* [PROBLEM TO WORK ON] Go through the entries below and retype them exactly, omitting each picture.

[Referring expression data]
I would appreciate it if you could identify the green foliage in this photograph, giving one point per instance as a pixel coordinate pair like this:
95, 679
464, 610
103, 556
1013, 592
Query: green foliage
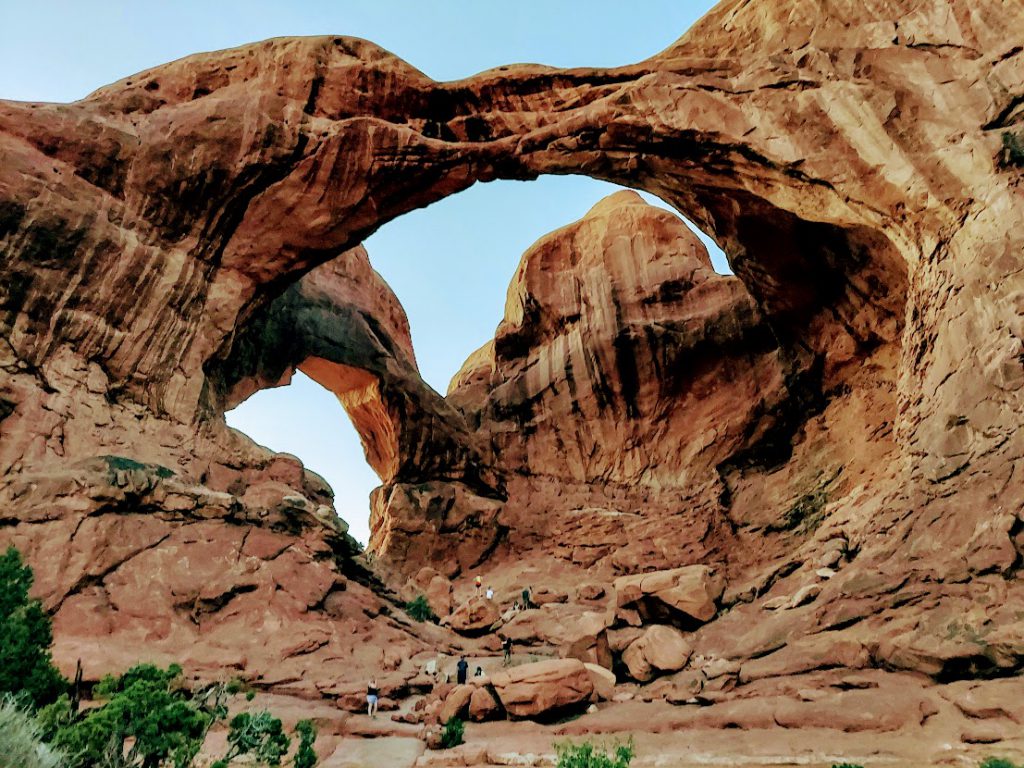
22, 739
147, 709
26, 634
124, 464
420, 609
305, 757
997, 763
589, 755
452, 734
1013, 154
259, 735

* [SOLUTION TO THIS TASK]
I would appreciate it if you could identify the green foliage in this photograph, giving one point per instance as a pixel coordinate pair like this:
95, 679
464, 610
103, 556
1013, 592
Query: green foliage
22, 739
147, 709
26, 634
124, 464
420, 609
305, 757
997, 763
589, 755
452, 734
1013, 154
259, 735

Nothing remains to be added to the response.